— EXERCISE INPUT —
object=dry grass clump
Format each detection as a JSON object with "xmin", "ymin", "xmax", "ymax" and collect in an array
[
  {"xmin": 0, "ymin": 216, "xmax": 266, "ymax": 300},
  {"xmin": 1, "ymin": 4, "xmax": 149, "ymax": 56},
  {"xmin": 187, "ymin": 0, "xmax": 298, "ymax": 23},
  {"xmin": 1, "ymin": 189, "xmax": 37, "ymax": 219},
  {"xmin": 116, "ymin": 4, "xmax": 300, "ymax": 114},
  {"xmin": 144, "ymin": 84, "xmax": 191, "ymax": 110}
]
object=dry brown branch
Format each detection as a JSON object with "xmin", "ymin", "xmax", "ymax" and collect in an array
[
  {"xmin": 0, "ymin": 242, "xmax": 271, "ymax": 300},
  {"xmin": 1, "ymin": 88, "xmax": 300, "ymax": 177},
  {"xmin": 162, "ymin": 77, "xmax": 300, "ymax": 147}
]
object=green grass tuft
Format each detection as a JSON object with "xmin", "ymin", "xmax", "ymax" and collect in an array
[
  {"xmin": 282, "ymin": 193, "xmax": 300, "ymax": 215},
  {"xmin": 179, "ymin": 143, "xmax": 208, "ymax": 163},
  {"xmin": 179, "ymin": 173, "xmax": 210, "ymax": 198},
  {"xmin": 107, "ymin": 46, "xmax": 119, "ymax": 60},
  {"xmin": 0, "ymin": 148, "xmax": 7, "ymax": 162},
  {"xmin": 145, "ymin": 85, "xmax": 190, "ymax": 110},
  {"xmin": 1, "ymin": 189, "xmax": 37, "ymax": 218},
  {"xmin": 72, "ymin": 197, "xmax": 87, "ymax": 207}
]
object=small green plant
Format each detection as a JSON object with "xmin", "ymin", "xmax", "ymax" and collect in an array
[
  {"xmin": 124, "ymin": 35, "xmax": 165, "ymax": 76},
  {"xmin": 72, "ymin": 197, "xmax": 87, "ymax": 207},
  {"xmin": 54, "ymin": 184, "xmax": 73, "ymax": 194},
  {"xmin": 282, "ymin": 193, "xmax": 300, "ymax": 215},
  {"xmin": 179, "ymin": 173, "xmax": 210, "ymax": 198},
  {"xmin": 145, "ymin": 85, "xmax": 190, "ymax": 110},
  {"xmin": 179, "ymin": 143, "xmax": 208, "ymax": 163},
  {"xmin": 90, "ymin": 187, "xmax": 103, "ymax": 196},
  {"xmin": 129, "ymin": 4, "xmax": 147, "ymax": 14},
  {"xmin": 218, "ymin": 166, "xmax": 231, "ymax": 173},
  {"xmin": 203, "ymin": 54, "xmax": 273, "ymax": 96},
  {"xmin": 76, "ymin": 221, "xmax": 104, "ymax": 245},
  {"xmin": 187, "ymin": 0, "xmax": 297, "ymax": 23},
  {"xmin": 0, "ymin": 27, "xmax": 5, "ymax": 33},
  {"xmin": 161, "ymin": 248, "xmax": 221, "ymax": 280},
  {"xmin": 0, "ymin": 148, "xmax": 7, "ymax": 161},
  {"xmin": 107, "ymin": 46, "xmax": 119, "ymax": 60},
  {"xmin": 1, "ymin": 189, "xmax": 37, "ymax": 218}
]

— ACTIVITY —
Where a line in the records above contains the string "green", return that line.

— EXERCISE SOLUTION —
object=green grass tuft
object=small green plant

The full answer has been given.